## Extrait à lire
Dans sa brève présentation de Top Hat, paru en 2011 aux éditions Montparnasse, Serge Bromberg ne tarit pas d’éloges sur le film de Mark Sandrich. Après avoir visionné le Danseur du dessus - Top Hat s’est traduit comme ça pour le public français - comme il me fut difficile de ne pas lui donner raison !
Certes, on pourra toujours tiquer sur la minceur de l’intrigue, les péripéties amoureuses de Jerry Travers - un show-man que vient d’engager le producteur Horace Hardwick pour l’un de ses spectacles - y prennent en effet toute la place. Et même dire d’elle qu’elle est franchement tirée par les cheveux, Dale Tremont, cette jeune femme que notre bonhomme tente de conquérir, n’arrivant décidément pas à éclaircir ce malentendu qui lui fait confondre Jerry et Horace, ce qui l’empêche, parce qu’elle sait ce dernier marié à sa meilleure amie, d’accepter les avances de son soupirant. Et enfin, à la trouver totalement cousue de fil blanc, du genre plus blanc que blanc même puique son dénouement heureux est prévisible bien avant que celui-ci ne se produise.

## Données affichées
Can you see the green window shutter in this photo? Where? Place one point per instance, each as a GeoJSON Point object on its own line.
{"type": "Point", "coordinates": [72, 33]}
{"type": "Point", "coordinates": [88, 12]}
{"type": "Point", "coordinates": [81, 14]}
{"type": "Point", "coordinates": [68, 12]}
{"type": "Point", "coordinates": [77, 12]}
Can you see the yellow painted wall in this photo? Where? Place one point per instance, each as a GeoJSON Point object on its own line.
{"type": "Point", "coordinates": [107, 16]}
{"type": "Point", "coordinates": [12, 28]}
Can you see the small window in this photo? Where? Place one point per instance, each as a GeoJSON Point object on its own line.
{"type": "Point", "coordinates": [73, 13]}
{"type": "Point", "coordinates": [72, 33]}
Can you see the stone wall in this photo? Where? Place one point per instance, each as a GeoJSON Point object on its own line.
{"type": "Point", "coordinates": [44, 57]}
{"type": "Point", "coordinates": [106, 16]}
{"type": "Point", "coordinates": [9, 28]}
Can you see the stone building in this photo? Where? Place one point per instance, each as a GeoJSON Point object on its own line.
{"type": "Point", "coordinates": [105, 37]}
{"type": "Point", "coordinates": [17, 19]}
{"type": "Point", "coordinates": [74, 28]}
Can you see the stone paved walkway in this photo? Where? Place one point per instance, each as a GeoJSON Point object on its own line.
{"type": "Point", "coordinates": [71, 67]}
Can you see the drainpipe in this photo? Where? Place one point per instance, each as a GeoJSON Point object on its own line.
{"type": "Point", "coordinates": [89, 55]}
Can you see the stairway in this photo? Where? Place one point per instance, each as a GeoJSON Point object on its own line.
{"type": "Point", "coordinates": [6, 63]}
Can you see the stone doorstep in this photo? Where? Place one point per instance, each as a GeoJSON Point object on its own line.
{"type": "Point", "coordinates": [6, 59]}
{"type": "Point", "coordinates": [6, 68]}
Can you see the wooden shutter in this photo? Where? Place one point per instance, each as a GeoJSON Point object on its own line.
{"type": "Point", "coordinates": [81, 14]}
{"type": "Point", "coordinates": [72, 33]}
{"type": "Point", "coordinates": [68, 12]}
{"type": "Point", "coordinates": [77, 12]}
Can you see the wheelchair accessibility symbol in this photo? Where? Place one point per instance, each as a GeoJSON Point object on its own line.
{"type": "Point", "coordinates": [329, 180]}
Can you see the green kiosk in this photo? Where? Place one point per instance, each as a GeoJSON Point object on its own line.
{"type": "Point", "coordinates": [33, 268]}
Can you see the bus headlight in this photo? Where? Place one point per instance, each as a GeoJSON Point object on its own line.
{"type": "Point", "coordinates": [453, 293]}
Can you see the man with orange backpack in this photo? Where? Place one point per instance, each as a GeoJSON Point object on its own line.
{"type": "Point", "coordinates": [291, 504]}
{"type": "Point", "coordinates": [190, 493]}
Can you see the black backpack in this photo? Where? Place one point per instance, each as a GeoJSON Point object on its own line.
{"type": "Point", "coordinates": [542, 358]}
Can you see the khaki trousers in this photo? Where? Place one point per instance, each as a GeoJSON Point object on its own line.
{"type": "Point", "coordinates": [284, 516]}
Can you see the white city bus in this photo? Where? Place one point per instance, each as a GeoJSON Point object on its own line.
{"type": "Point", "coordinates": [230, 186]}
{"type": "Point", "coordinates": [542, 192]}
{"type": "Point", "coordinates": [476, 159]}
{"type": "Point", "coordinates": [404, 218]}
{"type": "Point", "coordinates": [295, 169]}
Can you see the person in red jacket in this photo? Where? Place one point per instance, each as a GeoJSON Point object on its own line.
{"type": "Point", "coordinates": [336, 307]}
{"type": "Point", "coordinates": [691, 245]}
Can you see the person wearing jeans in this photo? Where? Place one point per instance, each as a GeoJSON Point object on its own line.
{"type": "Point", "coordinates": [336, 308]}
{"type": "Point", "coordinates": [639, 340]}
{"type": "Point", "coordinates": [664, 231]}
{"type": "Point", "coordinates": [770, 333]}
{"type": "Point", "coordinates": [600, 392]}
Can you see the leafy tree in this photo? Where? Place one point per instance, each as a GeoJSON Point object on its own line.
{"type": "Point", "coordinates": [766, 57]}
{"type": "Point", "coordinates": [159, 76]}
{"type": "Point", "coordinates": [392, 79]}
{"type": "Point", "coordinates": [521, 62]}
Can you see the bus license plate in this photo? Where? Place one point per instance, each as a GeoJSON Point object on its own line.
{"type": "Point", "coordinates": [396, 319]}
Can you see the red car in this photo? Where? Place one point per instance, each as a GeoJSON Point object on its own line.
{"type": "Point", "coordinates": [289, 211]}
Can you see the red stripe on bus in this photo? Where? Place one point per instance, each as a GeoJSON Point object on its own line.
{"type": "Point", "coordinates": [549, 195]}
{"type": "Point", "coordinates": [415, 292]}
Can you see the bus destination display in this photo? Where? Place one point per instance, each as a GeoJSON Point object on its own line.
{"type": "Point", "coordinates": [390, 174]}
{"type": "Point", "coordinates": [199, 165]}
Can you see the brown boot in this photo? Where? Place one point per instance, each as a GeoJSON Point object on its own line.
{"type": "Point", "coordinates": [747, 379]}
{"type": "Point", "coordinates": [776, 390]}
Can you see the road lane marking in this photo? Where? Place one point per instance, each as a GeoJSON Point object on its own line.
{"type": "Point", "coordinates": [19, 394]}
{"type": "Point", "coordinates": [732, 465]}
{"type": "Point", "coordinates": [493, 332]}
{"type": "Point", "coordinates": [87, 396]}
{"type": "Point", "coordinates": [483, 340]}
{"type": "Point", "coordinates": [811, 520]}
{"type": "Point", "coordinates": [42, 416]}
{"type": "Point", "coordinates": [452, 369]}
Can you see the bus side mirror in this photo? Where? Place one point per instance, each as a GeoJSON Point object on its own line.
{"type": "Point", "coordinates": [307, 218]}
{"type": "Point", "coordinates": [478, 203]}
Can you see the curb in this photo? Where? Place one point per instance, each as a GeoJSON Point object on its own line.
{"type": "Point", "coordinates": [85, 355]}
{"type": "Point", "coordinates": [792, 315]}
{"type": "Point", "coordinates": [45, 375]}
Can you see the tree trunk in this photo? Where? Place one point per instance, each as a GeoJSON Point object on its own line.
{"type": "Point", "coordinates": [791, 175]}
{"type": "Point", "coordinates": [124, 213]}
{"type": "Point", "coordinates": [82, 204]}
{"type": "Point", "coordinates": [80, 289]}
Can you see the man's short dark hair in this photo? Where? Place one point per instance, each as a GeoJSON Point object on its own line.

## Petit exercice
Recopiez intégralement, mot pour mot, l'extrait sur le film Top Hat.

## Corrigé
Dans sa brève présentation de Top Hat, paru en 2011 aux éditions Montparnasse, Serge Bromberg ne tarit pas d’éloges sur le film de Mark Sandrich. Après avoir visionné le Danseur du dessus - Top Hat s’est traduit comme ça pour le public français - comme il me fut difficile de ne pas lui donner raison !
Certes, on pourra toujours tiquer sur la minceur de l’intrigue, les péripéties amoureuses de Jerry Travers - un show-man que vient d’engager le producteur Horace Hardwick pour l’un de ses spectacles - y prennent en effet toute la place. Et même dire d’elle qu’elle est franchement tirée par les cheveux, Dale Tremont, cette jeune femme que notre bonhomme tente de conquérir, n’arrivant décidément pas à éclaircir ce malentendu qui lui fait confondre Jerry et Horace, ce qui l’empêche, parce qu’elle sait ce dernier marié à sa meilleure amie, d’accepter les avances de son soupirant. Et enfin, à la trouver totalement cousue de fil blanc, du genre plus blanc que blanc même puique son dénouement heureux est prévisible bien avant que celui-ci ne se produise.